Text for analysis:
=== Begin Enclosure ===

Re: Could use some advice?
When a good cook opens a restaurant or catering business, they usually go broke. Although it is important to be a boater and know your product and customers, it's more important to know how to watch the bottom line.
This includes product placement: high profit items highly visible. Essential items in the back.* Inventory movement. Watch sale proceed per square foot: fill up 10' with blow-up rafts that don't sell and you are losing money; your business plan shoudl include sales per square foot so you can justify your rent (9% of sales is a good target). Low volume items = high mark-up. Advertise advertise advertise. Know how to work your financing and never ever use your credit card for financing.
Many communities have retired or volunteer businessmen who will consult for free. If not, hire someone, perhaps someone who ran a convenience store. get them to tell you how often your inventories should turn over--the longer it sits, the more you lose.
Watch specialized costs associated with certain products. To sell that $1 hot dog you have to have sanitation, inspection, food license, health classes for employees, bathrooms, etc etc. Your cost per square foot went up. Can you sell enough hot dogs to recoup?

=== End Enclosure ===

Available data:
=== Begin Enclosure ===

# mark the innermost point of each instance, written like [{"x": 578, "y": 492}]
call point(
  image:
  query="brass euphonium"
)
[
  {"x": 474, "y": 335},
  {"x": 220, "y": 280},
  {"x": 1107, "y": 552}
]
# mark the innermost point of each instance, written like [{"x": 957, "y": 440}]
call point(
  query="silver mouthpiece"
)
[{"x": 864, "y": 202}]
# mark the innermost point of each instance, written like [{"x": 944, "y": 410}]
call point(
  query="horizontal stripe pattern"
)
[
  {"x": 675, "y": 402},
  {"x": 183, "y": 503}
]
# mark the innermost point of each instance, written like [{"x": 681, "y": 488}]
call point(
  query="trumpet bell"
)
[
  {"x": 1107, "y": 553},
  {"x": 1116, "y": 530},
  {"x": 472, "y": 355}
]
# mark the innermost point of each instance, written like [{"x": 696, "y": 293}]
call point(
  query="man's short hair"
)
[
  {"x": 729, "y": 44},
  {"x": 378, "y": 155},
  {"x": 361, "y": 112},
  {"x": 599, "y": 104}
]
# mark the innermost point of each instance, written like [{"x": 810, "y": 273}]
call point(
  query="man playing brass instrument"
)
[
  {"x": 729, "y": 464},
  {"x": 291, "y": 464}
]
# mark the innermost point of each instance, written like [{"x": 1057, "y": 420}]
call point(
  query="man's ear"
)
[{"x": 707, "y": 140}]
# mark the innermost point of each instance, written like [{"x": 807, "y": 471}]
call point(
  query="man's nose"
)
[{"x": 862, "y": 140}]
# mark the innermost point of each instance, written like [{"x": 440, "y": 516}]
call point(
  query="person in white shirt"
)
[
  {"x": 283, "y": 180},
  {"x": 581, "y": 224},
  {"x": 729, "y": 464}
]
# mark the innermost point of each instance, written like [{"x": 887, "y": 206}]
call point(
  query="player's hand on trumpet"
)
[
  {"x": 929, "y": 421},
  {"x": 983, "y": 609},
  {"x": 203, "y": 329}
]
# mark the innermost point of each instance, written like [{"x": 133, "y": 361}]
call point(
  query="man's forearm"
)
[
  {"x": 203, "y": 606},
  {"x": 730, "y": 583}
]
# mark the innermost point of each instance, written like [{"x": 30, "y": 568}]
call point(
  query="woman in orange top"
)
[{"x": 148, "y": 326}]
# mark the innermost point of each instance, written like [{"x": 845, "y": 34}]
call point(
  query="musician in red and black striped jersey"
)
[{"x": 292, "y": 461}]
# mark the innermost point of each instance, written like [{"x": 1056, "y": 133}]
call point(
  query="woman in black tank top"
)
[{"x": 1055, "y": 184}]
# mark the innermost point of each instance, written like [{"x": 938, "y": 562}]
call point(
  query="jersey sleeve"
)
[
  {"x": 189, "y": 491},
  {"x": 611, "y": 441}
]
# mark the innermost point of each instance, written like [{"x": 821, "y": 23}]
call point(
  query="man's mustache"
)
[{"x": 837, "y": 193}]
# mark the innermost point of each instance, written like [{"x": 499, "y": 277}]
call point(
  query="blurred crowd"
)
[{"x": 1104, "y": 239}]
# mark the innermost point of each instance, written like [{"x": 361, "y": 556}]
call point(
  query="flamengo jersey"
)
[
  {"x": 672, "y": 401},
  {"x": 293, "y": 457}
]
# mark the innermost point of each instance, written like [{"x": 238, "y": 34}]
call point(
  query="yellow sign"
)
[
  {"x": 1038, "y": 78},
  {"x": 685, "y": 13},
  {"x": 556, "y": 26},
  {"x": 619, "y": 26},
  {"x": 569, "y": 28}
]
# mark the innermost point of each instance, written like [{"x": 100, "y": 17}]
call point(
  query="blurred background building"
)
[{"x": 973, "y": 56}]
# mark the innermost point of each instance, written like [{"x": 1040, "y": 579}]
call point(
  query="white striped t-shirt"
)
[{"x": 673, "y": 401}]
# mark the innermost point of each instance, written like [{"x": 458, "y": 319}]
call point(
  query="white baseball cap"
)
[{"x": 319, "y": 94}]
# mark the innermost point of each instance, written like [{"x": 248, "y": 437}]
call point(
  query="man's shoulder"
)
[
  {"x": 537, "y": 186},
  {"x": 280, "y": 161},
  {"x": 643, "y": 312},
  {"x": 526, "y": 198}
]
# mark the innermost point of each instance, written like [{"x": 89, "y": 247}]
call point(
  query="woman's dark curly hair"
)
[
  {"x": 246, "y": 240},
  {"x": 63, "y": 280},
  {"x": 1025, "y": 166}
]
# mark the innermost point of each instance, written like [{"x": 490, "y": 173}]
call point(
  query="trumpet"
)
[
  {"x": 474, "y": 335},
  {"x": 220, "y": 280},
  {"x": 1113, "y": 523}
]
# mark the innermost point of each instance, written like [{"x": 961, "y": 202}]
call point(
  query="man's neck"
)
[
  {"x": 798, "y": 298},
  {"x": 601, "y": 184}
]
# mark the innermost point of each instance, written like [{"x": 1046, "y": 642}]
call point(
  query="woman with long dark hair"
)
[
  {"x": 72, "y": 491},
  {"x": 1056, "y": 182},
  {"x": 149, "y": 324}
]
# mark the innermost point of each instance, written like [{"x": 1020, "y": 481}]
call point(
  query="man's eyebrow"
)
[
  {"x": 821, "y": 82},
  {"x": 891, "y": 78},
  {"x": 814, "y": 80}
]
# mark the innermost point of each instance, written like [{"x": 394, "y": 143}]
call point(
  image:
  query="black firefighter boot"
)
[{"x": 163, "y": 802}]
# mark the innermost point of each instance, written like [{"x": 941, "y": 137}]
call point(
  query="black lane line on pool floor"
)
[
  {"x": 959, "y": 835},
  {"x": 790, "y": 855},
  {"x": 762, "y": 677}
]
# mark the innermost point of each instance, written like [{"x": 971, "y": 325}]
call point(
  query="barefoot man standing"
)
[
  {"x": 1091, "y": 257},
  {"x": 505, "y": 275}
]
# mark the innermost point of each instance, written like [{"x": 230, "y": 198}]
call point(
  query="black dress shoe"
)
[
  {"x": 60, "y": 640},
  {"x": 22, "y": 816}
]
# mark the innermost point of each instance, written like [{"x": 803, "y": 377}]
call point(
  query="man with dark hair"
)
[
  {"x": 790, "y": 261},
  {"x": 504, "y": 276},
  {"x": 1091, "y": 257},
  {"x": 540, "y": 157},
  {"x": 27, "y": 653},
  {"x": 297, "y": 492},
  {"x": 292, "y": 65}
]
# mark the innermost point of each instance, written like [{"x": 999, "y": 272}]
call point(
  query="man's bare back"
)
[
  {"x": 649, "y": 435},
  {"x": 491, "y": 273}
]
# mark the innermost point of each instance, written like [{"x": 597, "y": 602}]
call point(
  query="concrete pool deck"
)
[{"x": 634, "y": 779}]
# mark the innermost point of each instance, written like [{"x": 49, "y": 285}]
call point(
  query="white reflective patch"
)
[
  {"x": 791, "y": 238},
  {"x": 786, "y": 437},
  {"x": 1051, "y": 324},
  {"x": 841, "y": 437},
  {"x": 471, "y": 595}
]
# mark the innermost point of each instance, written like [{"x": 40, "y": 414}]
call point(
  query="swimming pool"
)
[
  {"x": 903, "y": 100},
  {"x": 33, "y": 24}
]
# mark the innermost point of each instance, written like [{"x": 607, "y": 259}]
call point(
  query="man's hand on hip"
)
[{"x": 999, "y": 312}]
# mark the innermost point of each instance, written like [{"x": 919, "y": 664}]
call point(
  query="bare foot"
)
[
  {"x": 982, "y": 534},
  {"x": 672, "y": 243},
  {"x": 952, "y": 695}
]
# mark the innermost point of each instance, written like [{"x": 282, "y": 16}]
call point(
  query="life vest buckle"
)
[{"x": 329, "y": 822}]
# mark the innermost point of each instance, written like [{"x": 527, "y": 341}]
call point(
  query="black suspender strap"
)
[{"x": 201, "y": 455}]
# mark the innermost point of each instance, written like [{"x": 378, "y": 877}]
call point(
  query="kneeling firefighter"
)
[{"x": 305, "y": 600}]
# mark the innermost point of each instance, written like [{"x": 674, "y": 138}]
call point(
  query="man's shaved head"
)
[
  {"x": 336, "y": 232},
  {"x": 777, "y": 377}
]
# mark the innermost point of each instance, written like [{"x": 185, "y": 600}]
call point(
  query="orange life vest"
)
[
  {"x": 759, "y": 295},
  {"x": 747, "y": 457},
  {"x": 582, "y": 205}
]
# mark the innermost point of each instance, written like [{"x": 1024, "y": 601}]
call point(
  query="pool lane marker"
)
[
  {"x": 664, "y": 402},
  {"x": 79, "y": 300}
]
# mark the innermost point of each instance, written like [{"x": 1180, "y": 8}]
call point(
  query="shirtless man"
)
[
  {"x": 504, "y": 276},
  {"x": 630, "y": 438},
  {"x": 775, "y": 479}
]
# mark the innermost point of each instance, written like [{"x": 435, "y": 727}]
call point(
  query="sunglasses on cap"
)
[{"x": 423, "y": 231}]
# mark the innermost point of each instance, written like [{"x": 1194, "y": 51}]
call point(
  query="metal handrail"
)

=== End Enclosure ===

Description of the task: Retype the forum reply with business advice word for word, from "This includes product" to "more you lose.".

Output:
This includes product placement: high profit items highly visible. Essential items in the back.* Inventory movement. Watch sale proceed per square foot: fill up 10' with blow-up rafts that don't sell and you are losing money; your business plan shoudl include sales per square foot so you can justify your rent (9% of sales is a good target). Low volume items = high mark-up. Advertise advertise advertise. Know how to work your financing and never ever use your credit card for financing.
Many communities have retired or volunteer businessmen who will consult for free. If not, hire someone, perhaps someone who ran a convenience store. get them to tell you how often your inventories should turn over--the longer it sits, the more you lose.